=== Data rows ===

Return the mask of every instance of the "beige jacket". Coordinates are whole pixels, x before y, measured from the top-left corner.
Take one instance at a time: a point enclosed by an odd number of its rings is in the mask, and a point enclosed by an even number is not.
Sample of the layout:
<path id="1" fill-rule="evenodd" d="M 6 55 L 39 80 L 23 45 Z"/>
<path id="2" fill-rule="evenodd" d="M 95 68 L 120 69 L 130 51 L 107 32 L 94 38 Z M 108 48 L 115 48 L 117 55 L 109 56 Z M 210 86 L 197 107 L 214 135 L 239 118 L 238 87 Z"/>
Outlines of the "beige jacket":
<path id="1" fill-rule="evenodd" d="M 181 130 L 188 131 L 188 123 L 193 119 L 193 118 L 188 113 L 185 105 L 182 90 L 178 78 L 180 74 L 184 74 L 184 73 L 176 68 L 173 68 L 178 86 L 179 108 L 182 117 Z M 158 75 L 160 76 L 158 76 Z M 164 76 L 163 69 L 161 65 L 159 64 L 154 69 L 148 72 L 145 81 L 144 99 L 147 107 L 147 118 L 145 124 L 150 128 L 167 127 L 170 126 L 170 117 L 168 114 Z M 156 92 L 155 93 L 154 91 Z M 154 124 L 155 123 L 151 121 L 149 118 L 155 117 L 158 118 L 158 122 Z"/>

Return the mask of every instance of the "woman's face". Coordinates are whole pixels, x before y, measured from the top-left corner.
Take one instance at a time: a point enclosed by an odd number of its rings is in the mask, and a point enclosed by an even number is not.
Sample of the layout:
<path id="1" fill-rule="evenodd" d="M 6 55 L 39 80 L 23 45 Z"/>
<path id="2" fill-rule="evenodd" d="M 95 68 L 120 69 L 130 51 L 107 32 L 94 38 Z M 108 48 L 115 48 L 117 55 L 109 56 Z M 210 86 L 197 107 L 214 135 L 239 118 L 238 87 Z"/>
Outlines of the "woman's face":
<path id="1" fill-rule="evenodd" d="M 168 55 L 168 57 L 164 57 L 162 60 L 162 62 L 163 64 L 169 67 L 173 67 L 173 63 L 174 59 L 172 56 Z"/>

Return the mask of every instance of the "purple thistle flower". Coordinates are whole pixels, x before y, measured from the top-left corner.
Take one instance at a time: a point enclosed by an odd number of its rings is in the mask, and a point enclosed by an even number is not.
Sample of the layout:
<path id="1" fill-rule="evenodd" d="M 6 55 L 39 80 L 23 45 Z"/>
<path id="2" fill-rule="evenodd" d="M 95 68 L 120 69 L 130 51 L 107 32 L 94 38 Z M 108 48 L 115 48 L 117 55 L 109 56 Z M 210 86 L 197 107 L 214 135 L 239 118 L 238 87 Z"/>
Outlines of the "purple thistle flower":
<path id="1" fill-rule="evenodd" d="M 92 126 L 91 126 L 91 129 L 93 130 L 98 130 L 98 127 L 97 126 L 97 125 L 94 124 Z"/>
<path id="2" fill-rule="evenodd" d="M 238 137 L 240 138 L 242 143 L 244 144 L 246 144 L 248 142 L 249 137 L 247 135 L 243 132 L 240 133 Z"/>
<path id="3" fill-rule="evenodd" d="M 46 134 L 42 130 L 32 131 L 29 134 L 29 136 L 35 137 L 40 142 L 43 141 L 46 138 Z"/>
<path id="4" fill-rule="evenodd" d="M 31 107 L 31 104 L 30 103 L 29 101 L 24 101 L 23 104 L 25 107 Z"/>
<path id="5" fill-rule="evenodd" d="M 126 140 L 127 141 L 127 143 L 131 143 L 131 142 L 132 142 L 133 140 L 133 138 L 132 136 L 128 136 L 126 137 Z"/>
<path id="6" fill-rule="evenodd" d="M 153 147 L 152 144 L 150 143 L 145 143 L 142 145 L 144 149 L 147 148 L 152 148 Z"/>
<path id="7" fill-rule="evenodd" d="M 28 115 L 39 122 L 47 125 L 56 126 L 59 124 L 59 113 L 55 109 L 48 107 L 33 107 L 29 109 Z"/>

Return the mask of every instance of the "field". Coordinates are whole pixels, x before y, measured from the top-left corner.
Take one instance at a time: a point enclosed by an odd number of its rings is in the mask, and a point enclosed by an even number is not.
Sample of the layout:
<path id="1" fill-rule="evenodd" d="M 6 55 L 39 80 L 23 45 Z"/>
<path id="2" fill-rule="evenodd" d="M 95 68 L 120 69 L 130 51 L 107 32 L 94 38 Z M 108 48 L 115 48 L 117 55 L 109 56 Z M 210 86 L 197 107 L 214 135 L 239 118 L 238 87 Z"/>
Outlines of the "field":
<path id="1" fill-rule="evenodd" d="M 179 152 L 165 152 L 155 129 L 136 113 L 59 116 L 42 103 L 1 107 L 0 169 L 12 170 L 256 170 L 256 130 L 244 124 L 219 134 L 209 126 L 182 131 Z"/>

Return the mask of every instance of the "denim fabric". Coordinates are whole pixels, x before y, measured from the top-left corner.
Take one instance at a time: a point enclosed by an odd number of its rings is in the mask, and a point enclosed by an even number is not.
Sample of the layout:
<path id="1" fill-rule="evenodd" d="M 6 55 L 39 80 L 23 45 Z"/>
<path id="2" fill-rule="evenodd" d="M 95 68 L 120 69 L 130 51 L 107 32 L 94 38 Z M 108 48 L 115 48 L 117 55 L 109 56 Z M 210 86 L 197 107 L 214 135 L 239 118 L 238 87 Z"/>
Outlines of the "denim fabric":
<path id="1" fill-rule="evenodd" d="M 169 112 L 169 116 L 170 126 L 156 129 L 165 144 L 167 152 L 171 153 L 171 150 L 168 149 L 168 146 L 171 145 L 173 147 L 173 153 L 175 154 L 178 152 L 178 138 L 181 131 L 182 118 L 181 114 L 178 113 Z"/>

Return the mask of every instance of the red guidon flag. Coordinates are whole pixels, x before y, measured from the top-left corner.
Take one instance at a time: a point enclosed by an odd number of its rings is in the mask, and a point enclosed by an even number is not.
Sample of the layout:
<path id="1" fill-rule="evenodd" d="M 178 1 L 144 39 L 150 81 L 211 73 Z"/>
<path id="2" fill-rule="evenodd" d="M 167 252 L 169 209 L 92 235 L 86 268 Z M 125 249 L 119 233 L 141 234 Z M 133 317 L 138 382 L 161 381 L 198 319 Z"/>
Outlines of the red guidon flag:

===

> _What the task requires_:
Reproduce every one of the records above verbatim, with no changes.

> _The answer_:
Return the mask of every instance of the "beige jacket". Coordinates are whole pixels, x before y, measured from the top-left corner.
Take one instance at a time: a point enclosed by an odd number of its rings is in the mask, and a point enclosed by an even number is not.
Sample of the layout:
<path id="1" fill-rule="evenodd" d="M 6 55 L 39 80 L 23 45 Z"/>
<path id="2" fill-rule="evenodd" d="M 95 68 L 120 69 L 130 51 L 107 32 L 94 38 Z M 108 48 L 115 48 L 117 55 L 109 56 Z M 210 86 L 197 107 L 214 135 L 239 118 L 238 87 Z"/>
Outlines of the "beige jacket":
<path id="1" fill-rule="evenodd" d="M 181 130 L 188 131 L 188 123 L 193 119 L 193 118 L 188 113 L 185 105 L 182 90 L 178 78 L 180 74 L 184 74 L 184 73 L 176 68 L 173 68 L 178 86 L 179 108 L 182 117 Z M 158 75 L 160 76 L 158 76 Z M 164 76 L 163 69 L 161 65 L 159 64 L 154 69 L 148 72 L 145 81 L 144 99 L 147 107 L 147 118 L 145 124 L 150 128 L 167 127 L 170 126 L 170 117 L 168 114 Z M 156 92 L 155 93 L 154 91 Z M 154 124 L 155 123 L 151 121 L 149 118 L 155 117 L 158 118 L 158 122 Z"/>

Return the mask of every instance of the "woman's face". Coordinates are whole pixels, x before y, measured from the top-left corner.
Take one instance at a time: a point enclosed by an odd number of its rings is in the mask, and a point enclosed by an even number is not.
Sample of the layout:
<path id="1" fill-rule="evenodd" d="M 6 55 L 39 80 L 23 45 Z"/>
<path id="2" fill-rule="evenodd" d="M 95 68 L 120 69 L 130 51 L 107 32 L 94 38 Z M 108 48 L 115 48 L 117 55 L 109 56 Z M 210 86 L 197 107 L 214 135 L 239 118 L 238 87 Z"/>
Outlines of the "woman's face":
<path id="1" fill-rule="evenodd" d="M 168 55 L 168 57 L 164 57 L 162 60 L 162 62 L 163 64 L 169 67 L 173 67 L 173 63 L 174 59 L 172 56 Z"/>

Return the mask of every instance of the "purple thistle flower". Coordinates are whole pixels, x before y, measured from the top-left corner.
Take one instance at a time: a point enclosed by an odd number of its rings is in the mask, and a point enclosed by an even number is not.
Sample of the layout:
<path id="1" fill-rule="evenodd" d="M 6 55 L 39 80 L 23 45 Z"/>
<path id="2" fill-rule="evenodd" d="M 95 68 L 120 69 L 130 51 L 107 32 L 94 38 Z M 108 48 L 115 48 L 117 55 L 109 56 Z M 210 86 L 197 107 L 214 135 L 239 118 L 238 87 Z"/>
Outlines of the "purple thistle flower":
<path id="1" fill-rule="evenodd" d="M 92 126 L 91 126 L 91 129 L 93 130 L 98 130 L 98 127 L 97 126 L 97 125 L 94 124 Z"/>
<path id="2" fill-rule="evenodd" d="M 238 137 L 240 138 L 242 143 L 244 144 L 246 144 L 248 142 L 249 137 L 247 135 L 243 132 L 240 133 Z"/>
<path id="3" fill-rule="evenodd" d="M 46 134 L 42 130 L 32 131 L 29 134 L 29 136 L 35 137 L 40 142 L 43 141 L 46 138 Z"/>
<path id="4" fill-rule="evenodd" d="M 31 107 L 31 104 L 30 103 L 29 101 L 24 101 L 23 104 L 25 107 Z"/>
<path id="5" fill-rule="evenodd" d="M 126 140 L 127 141 L 127 143 L 131 143 L 131 142 L 132 142 L 133 140 L 133 138 L 132 136 L 128 136 L 126 137 Z"/>
<path id="6" fill-rule="evenodd" d="M 153 147 L 152 144 L 150 143 L 145 143 L 142 145 L 144 149 L 147 148 L 152 148 Z"/>
<path id="7" fill-rule="evenodd" d="M 28 115 L 39 122 L 47 125 L 56 126 L 59 124 L 59 113 L 55 109 L 48 107 L 33 107 L 29 109 Z"/>

Return the mask of every instance of the "field". Coordinates are whole pixels, x before y, measured from the top-left corner.
Take one instance at a time: a point enclosed by an odd number of its rings is in the mask, and a point enclosed by an even number is not.
Sample of the layout:
<path id="1" fill-rule="evenodd" d="M 6 55 L 39 80 L 23 45 Z"/>
<path id="2" fill-rule="evenodd" d="M 95 68 L 120 69 L 130 51 L 107 32 L 94 38 Z M 108 48 L 115 48 L 117 55 L 109 56 Z M 210 86 L 197 107 L 214 135 L 239 118 L 238 87 Z"/>
Outlines of the "field":
<path id="1" fill-rule="evenodd" d="M 179 152 L 165 152 L 155 129 L 136 113 L 59 116 L 42 103 L 1 107 L 0 169 L 12 170 L 256 170 L 256 130 L 244 124 L 219 134 L 209 126 L 182 131 Z"/>

Return the mask of every instance of the "denim fabric". Coordinates are whole pixels, x before y, measured from the top-left corner.
Take one instance at a time: a point enclosed by an odd number of its rings is in the mask, and a point enclosed by an even number is not.
Sample of the layout:
<path id="1" fill-rule="evenodd" d="M 6 55 L 39 80 L 23 45 Z"/>
<path id="2" fill-rule="evenodd" d="M 95 68 L 120 69 L 130 51 L 107 32 L 94 38 Z M 108 48 L 115 48 L 117 55 L 109 56 Z M 210 86 L 197 107 L 214 135 L 239 118 L 238 87 Z"/>
Outlines of the "denim fabric":
<path id="1" fill-rule="evenodd" d="M 169 112 L 169 116 L 170 126 L 156 129 L 165 144 L 167 152 L 171 153 L 171 150 L 168 149 L 168 146 L 171 145 L 173 147 L 173 153 L 175 154 L 178 152 L 178 138 L 181 131 L 182 118 L 181 114 L 178 113 Z"/>

Return the mask of every instance of the red guidon flag. Coordinates are whole pixels, x before y, measured from the top-left corner.
Take one instance at a time: a point enclosed by an odd number of its rings is in the mask, and a point enclosed by an even number is not.
Sample of the layout:
<path id="1" fill-rule="evenodd" d="M 178 1 L 144 39 L 150 81 L 211 73 Z"/>
<path id="2" fill-rule="evenodd" d="M 167 252 L 169 209 L 92 235 L 86 268 Z M 125 249 L 119 233 L 141 234 Z M 133 317 L 138 382 L 161 381 L 198 319 Z"/>
Outlines of the red guidon flag:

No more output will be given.